##### テキストブロック #####
「ハーフ」という言葉が登場するずっと前、日本では「混血」「混血児」という言葉が用いられていた。
時代を遡れば、日本で西洋医学を広めたシーボルトの娘・楠本イネや、フランス文学者でありファーブル昆虫記などを訳した平野威馬雄(戦後には「混血児」をめぐる救援活動も展開)など著名人や活躍した人々もたくさんいたのである。
戦後には、米兵と日本の女性との間に多くの子どもたちが生まれている。家族や養子としてアメリカへ移住した子どももいたが、日本で暮らす子どもの中には母子家庭や養父母に預けられ日本で育つものも数多くいたという。
そして、貧困に陥るケースや、苛烈ないじめを経験するケースが社会問題化した。また、小学校入学をめぐってこの子どもたちを「同化」するか「隔離(保護)」するかという議論も盛り上がり、これらは「混血児問題」として社会を賑わせた。
私の母親もその一人だ。朝鮮戦争の際に米国からやってきた祖父と、沖縄の米軍基地で働いていた祖母との間に生まれた子である。
当時の文部省や厚生省は、深刻化するいじめや差別、貧困の問題を把握していた。
特に文部省は、各学校の教師によって記録されたデータを収集・編纂した「混血児指導記録」を、数年間に渡って全国の学校に配布。ここには、いじめによって自殺を考えてしまう小学一年生、差別的な発言を受け続け学校に通えなくなり寺に預けられる少女など、深刻な事例が各学校から報告されていた。
しかしながら、当時の文部省は「問題はない」という姿勢を崩さなかったのである。
##### データ一覧 #####
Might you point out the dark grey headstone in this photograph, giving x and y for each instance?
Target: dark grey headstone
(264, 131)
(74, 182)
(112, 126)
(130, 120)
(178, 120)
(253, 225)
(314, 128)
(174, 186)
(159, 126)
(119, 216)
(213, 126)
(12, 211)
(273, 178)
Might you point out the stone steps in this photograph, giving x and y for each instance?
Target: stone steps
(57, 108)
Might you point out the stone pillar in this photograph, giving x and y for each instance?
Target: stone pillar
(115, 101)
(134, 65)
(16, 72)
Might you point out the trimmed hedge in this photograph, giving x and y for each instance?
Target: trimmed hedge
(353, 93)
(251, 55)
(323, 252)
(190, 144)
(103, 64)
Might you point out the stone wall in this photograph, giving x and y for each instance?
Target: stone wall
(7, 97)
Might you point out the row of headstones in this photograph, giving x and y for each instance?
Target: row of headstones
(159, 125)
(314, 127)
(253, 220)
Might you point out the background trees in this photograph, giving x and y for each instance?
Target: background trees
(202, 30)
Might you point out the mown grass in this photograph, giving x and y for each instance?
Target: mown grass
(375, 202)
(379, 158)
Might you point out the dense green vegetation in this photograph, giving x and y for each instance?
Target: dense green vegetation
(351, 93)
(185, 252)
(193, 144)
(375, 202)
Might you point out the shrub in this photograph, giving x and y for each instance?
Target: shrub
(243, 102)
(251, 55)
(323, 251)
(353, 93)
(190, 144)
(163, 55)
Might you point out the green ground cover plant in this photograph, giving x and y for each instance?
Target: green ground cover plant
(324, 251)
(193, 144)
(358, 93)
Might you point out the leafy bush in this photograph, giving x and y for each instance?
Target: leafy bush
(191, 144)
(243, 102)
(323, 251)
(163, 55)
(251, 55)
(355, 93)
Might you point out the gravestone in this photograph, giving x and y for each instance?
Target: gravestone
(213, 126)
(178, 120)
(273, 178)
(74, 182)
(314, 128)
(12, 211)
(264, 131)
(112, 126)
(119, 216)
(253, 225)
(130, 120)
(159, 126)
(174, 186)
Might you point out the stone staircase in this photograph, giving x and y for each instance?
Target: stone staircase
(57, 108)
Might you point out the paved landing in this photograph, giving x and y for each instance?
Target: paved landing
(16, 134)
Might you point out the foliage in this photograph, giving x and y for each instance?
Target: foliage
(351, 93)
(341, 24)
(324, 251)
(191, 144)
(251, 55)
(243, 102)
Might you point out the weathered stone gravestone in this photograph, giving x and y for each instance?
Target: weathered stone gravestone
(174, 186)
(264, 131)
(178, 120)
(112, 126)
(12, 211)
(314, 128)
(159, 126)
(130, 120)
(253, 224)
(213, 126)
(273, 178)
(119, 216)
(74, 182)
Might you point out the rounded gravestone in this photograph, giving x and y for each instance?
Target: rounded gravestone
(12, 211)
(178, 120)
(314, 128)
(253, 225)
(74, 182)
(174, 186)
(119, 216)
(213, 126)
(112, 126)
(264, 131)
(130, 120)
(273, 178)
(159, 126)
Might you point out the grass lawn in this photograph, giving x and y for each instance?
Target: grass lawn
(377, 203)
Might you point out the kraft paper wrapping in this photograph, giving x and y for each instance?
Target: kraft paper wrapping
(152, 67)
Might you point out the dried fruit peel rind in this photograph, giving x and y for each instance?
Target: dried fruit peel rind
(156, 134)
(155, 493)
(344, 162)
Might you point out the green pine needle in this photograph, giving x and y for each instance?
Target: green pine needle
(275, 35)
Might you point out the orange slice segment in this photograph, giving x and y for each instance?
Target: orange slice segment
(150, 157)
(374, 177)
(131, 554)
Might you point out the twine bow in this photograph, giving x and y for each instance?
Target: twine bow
#####
作業指示:
1. 混血児問題についての文章から、「時代を遡れば、日本で西洋医学」で始まり「問題」として社会を賑わせた。」に至るまでの部分を、一字一句変えずに出力してください。
2. 混血児問題についての文章を、末尾の文の後から引き継ぎ、続きを書いてください。

解答例:
1.
時代を遡れば、日本で西洋医学を広めたシーボルトの娘・楠本イネや、フランス文学者でありファーブル昆虫記などを訳した平野威馬雄(戦後には「混血児」をめぐる救援活動も展開)など著名人や活躍した人々もたくさんいたのである。
戦後には、米兵と日本の女性との間に多くの子どもたちが生まれている。家族や養子としてアメリカへ移住した子どももいたが、日本で暮らす子どもの中には母子家庭や養父母に預けられ日本で育つものも数多くいたという。
そして、貧困に陥るケースや、苛烈ないじめを経験するケースが社会問題化した。また、小学校入学をめぐってこの子どもたちを「同化」するか「隔離(保護)」するかという議論も盛り上がり、これらは「混血児問題」として社会を賑わせた。

2.
「混血児」は日本人だから無差別平等に対処する、という指針によって具体的な支援対策はとられなかった。そのことが、かえってかれらに対する差別やいじめの状況を温存させてしまうこととなった。そして、「混血児」の存在そのものが見えにくくされてしまった。
60年から80年ごろ、日本が経済成長し、世界の中でも存在感を高める中で、「日本人論」や「日本文化論」といったジャンルの書籍が大量に出版され、多くのベストセラーが生まれた。
その中では単一な「日本人」像が繰り返し記述されたが、そのなかで「混血」や「ハーフ」の存在は、意図的か無意識かはわからないが、ほとんど記載されていない。
単一民族としての「日本人」というイメージは、かれらの存在そのものを無化する力として世間に広がっていた(※2)。
「ハーフ」の人々が日常生活でもメディアでも「外国人扱い」されてしまうのは、このような固定的な日本人像によるものである。